----- MATERIAL FOR THIS EXERCISE -----

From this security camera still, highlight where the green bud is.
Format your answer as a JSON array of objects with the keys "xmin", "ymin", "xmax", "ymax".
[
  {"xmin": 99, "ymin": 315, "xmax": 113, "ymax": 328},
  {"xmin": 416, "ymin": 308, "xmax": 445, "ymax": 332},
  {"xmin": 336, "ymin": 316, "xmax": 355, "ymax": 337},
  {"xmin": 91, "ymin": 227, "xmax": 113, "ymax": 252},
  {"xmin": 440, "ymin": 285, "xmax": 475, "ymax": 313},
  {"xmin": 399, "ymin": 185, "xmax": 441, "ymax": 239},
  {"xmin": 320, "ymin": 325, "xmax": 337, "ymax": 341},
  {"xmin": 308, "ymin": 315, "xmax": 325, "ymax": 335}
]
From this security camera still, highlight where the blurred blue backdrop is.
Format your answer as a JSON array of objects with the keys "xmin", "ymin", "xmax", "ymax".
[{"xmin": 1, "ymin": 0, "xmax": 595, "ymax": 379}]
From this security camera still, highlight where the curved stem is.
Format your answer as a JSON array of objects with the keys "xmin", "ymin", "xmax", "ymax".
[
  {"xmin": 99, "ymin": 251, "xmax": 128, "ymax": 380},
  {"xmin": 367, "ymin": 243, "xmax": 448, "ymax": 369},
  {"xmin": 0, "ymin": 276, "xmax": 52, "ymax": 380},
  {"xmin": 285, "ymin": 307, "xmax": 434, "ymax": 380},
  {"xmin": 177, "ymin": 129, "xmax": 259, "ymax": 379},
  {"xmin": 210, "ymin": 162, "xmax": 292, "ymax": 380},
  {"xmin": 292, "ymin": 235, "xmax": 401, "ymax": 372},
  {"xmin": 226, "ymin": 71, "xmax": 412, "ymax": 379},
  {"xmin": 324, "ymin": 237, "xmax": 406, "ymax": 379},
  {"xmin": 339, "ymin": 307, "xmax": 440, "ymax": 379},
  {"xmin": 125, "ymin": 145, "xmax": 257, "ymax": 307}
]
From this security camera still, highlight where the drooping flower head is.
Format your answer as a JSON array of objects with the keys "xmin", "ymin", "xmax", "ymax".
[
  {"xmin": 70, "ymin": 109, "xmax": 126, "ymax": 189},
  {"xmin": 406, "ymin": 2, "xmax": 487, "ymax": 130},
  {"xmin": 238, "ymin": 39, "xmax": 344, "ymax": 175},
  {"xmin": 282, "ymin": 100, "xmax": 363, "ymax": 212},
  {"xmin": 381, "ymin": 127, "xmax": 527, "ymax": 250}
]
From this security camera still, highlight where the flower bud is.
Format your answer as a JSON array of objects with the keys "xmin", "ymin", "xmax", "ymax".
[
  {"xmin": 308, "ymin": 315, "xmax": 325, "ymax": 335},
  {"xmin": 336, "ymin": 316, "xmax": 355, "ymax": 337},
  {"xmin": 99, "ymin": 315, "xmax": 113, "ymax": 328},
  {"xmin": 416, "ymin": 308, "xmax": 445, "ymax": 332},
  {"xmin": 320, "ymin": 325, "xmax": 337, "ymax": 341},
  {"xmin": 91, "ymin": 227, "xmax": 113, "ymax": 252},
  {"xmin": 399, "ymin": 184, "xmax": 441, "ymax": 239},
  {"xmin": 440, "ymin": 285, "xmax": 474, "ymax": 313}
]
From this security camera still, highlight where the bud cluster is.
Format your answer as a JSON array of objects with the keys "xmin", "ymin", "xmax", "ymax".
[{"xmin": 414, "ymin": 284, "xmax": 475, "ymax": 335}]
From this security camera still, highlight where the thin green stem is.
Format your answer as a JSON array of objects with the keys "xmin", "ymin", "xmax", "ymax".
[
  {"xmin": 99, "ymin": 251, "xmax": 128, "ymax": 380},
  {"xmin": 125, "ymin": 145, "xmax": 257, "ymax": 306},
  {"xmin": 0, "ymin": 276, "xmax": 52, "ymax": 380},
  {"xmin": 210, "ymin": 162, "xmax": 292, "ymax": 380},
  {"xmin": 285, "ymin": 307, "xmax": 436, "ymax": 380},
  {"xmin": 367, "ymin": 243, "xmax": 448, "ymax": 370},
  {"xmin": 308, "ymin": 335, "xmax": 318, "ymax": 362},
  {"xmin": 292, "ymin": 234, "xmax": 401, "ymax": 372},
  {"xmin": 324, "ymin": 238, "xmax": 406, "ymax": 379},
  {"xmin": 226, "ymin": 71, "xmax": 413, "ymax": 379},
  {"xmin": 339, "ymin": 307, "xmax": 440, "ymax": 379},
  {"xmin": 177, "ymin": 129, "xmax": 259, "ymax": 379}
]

-----

--- WHAT NEEDS TO BE DONE ---
Retype every entry above, word for word.

--- OUTPUT OF THE EXERCISE ---
From this security camera still, highlight where the green bud is.
Format your answer as a JSON array of objects with the keys "xmin", "ymin", "xmax", "ymax".
[
  {"xmin": 99, "ymin": 315, "xmax": 113, "ymax": 328},
  {"xmin": 416, "ymin": 308, "xmax": 445, "ymax": 332},
  {"xmin": 336, "ymin": 316, "xmax": 355, "ymax": 337},
  {"xmin": 91, "ymin": 227, "xmax": 113, "ymax": 252},
  {"xmin": 440, "ymin": 285, "xmax": 475, "ymax": 313},
  {"xmin": 399, "ymin": 185, "xmax": 441, "ymax": 239},
  {"xmin": 320, "ymin": 325, "xmax": 337, "ymax": 341},
  {"xmin": 308, "ymin": 315, "xmax": 325, "ymax": 335}
]
From this security camera still, highlight where the blurred blue backdrop is.
Format your answer as a JSON array of objects with the keys "xmin", "ymin", "xmax", "ymax".
[{"xmin": 1, "ymin": 0, "xmax": 595, "ymax": 379}]
From this security camera still, highlight where the curved stem is.
Format your answer as a JSON array of objects with the keys "xmin", "ymin", "xmax", "ymax".
[
  {"xmin": 99, "ymin": 251, "xmax": 128, "ymax": 380},
  {"xmin": 367, "ymin": 243, "xmax": 448, "ymax": 369},
  {"xmin": 0, "ymin": 276, "xmax": 52, "ymax": 380},
  {"xmin": 285, "ymin": 307, "xmax": 434, "ymax": 380},
  {"xmin": 177, "ymin": 129, "xmax": 259, "ymax": 379},
  {"xmin": 210, "ymin": 162, "xmax": 292, "ymax": 380},
  {"xmin": 292, "ymin": 235, "xmax": 401, "ymax": 372},
  {"xmin": 226, "ymin": 71, "xmax": 412, "ymax": 379},
  {"xmin": 324, "ymin": 237, "xmax": 406, "ymax": 379},
  {"xmin": 339, "ymin": 307, "xmax": 440, "ymax": 379},
  {"xmin": 125, "ymin": 145, "xmax": 257, "ymax": 307}
]
From this security camera still, highlight where the drooping flower head is.
Format your answer as a JSON array of objects with the keys "xmin", "ymin", "xmax", "ymax".
[
  {"xmin": 70, "ymin": 109, "xmax": 126, "ymax": 189},
  {"xmin": 406, "ymin": 2, "xmax": 487, "ymax": 130},
  {"xmin": 238, "ymin": 39, "xmax": 344, "ymax": 175},
  {"xmin": 282, "ymin": 100, "xmax": 363, "ymax": 212},
  {"xmin": 381, "ymin": 127, "xmax": 527, "ymax": 250}
]
From this security camera still, highlight where the flower bud is.
Format your answer as a JSON array of objects with the keys "xmin", "ymin", "xmax", "ymax".
[
  {"xmin": 308, "ymin": 315, "xmax": 325, "ymax": 335},
  {"xmin": 336, "ymin": 316, "xmax": 355, "ymax": 337},
  {"xmin": 99, "ymin": 315, "xmax": 113, "ymax": 328},
  {"xmin": 416, "ymin": 308, "xmax": 445, "ymax": 332},
  {"xmin": 320, "ymin": 325, "xmax": 337, "ymax": 341},
  {"xmin": 91, "ymin": 227, "xmax": 113, "ymax": 252},
  {"xmin": 399, "ymin": 184, "xmax": 441, "ymax": 239},
  {"xmin": 440, "ymin": 285, "xmax": 474, "ymax": 313}
]
From this security camera still, highlight where the bud cluster is.
Format your answer as a JSON array of objects with the keys "xmin", "ymin", "xmax", "ymax".
[{"xmin": 414, "ymin": 284, "xmax": 475, "ymax": 335}]
From this security camera still, highlight where the thin green stem is.
Format your answer as a JSON array of objects with the keys "xmin", "ymin", "xmax", "ymax".
[
  {"xmin": 99, "ymin": 251, "xmax": 128, "ymax": 380},
  {"xmin": 125, "ymin": 145, "xmax": 257, "ymax": 306},
  {"xmin": 0, "ymin": 276, "xmax": 52, "ymax": 380},
  {"xmin": 210, "ymin": 162, "xmax": 292, "ymax": 380},
  {"xmin": 285, "ymin": 307, "xmax": 436, "ymax": 380},
  {"xmin": 367, "ymin": 243, "xmax": 448, "ymax": 370},
  {"xmin": 308, "ymin": 335, "xmax": 318, "ymax": 362},
  {"xmin": 292, "ymin": 234, "xmax": 401, "ymax": 372},
  {"xmin": 324, "ymin": 238, "xmax": 406, "ymax": 379},
  {"xmin": 226, "ymin": 71, "xmax": 413, "ymax": 379},
  {"xmin": 339, "ymin": 307, "xmax": 440, "ymax": 379},
  {"xmin": 177, "ymin": 129, "xmax": 259, "ymax": 379}
]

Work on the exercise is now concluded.